- _Text under study_
In 1845, her best-known work, the play Fashion was published. It received rave reviews and opened at the Park Theatre, New York, on March 24, 1845. On June 13, 1845, she made another career move to acting, she debuted at the Park Theatre as Pauline in The Lady of Lyons with great success. Although her next play, Armand, was published in 1847, and also received good reviews, she continued in her acting career. She performed leading roles in Shakespeare (for instance, in a production of Cymbeline in London, 1843), melodramas, and her own plays. She toured the United States and Europe for the next eight years.

On February 15, 1851, her husband, James Mowatt died. After a short break she resumed her acting career. In December 1853, her book Autobiography of an Actress was published. Anna Cora Mowatt's last appearance on the public stage was June 3, 1854.

- _Problem details_
Carry the passage above on Anna Cora Mowatt's career further, picking up after its last sentence.

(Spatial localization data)

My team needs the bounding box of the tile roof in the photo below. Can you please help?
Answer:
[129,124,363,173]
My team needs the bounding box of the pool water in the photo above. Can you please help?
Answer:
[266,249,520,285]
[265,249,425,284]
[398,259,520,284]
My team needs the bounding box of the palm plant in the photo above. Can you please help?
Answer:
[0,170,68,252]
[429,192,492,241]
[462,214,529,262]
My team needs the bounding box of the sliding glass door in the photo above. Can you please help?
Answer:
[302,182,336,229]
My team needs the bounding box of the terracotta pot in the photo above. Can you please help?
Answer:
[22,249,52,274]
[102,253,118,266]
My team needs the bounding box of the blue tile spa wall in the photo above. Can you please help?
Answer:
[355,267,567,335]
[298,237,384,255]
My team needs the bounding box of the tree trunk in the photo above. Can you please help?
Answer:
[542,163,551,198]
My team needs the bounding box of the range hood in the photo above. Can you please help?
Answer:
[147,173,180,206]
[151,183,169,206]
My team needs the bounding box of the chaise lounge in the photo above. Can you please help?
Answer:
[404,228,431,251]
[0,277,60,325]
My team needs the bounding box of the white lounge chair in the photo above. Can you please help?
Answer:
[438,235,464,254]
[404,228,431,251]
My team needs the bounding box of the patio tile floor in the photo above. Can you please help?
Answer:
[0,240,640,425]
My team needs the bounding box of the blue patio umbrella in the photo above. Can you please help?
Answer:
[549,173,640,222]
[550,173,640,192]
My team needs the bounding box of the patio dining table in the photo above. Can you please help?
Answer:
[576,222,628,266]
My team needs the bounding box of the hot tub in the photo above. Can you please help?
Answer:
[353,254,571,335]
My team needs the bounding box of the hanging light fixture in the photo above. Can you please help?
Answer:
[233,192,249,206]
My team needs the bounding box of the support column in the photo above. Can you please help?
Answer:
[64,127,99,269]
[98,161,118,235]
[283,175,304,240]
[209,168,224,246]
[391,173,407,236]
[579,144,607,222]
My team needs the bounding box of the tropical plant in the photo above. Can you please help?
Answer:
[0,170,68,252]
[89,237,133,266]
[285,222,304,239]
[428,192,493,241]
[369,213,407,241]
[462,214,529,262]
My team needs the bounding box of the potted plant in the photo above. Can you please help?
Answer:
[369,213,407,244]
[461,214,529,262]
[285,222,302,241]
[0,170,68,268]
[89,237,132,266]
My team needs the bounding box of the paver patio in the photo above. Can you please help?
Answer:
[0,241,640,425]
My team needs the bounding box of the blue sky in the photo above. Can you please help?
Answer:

- _Response to the task_
== Later years ==
On June 7, 1854, Anna married William Foushee Ritchie (1813– 1877), son of Thomas Ritchie. Their wedding was a lavish affair, attended by President of the United States, Franklin Pierce and his Cabinet. During the next few years she wrote two more novels, Mimic Life, published in 1855 and Twin Roses, published in 1857. She played a prominent role in raising funds for the preservation of George Washington's home, Mount Vernon, serving as secretary of the Central Committee of the early Mount Vernon Ladies' Association. Anna left her husband in 1860 and moved to Europe. She wrote the novel Mute Singer, published in 1861. She wrote Fairy Fingers, published in 1865. In 1865, she moved to England, where she wrote The Clergyman's Wife, and Other Sketches in 1867. Anna Cora Ogden Mowatt Ritchie died in Twickenham, England, on July 21, 1870. She is buried in Kensal Green Cemetery in London, beside her first husband, James Mowatt.